* [Source]:

▽

Ignore most elements

if (walker.currentNode.localName != "a")
    continue;
if (!walker.currentNode.classList.contains("chunk"))
    continue;

Let’s cover the processing of text nodes. For the most part, we just accumulate unindented text into text:

Create a place to accumulate unindented text

let text = "";

accumulate text for indentation

text += walker.currentNode.data;

But we have to make sure we ignore any text inside <a class=chunk> links. If we’re inside one, we remember it in xref:

Remember the <a class=chunk> we’re in, if any

let xref = null;

Remember this <a class=chunk> while we process it

xref = walker.currentNode;

And then we don’t bother to accumulate text if xref is set:

Ignore text inside <a class=chunk>

if (xref && isAncestor(walker.currentNode, xref))

△

* [Records taken from a collection]:
▽

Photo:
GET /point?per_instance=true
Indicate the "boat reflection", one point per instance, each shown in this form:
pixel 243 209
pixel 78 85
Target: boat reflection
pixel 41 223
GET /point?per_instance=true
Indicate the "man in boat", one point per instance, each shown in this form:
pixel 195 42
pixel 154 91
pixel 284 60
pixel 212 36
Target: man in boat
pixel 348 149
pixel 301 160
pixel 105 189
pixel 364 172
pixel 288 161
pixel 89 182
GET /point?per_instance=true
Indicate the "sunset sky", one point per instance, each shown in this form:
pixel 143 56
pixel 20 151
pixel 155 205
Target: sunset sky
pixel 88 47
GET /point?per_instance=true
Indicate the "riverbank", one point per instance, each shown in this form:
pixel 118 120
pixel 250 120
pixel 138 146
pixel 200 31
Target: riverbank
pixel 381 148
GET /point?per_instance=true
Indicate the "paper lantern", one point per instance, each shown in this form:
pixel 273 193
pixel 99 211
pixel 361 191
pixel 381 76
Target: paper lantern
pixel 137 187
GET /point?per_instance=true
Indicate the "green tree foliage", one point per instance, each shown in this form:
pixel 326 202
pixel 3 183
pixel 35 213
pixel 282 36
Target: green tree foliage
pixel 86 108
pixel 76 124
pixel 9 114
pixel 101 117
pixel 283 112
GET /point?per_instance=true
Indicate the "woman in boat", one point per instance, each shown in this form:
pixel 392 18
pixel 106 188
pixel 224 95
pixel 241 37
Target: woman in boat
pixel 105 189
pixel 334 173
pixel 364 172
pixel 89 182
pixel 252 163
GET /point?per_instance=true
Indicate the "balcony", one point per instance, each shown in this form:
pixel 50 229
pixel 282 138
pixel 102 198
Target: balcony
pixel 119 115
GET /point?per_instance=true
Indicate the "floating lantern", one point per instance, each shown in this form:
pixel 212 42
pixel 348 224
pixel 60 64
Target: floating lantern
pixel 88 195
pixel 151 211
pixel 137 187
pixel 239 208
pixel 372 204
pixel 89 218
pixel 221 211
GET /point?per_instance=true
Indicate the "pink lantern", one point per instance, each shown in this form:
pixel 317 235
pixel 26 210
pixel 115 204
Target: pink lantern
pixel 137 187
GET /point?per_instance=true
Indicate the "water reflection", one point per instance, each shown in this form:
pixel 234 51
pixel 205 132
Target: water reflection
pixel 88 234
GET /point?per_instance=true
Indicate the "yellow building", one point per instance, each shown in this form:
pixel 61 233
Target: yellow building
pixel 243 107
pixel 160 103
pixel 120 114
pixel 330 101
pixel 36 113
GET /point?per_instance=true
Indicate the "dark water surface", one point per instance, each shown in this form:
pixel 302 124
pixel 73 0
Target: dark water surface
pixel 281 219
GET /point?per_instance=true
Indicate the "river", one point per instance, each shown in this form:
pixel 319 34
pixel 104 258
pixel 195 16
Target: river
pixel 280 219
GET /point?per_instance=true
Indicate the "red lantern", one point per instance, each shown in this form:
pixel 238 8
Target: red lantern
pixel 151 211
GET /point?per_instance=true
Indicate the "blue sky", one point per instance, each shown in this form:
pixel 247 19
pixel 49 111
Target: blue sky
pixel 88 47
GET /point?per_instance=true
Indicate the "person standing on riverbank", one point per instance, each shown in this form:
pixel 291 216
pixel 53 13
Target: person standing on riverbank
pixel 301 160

△

* [To be done]:
a – In the excerpt, what variable holds the <a class=chunk> link currently being processed?
b – Write out the excerpt from "Remember the <a" to "(xref && isAncestor(walker.currentNode, xref))", renaming "xref" to "chunkLink".
You won't need the records.

* [Answers to the problems]:
a – xref

b –
Remember the <a class=chunk> we’re in, if any

let chunkLink = null;

Remember this <a class=chunk> while we process it

chunkLink = walker.currentNode;

And then we don’t bother to accumulate text if chunkLink is set:

Ignore text inside <a class=chunk>

if (chunkLink && isAncestor(walker.currentNode, chunkLink))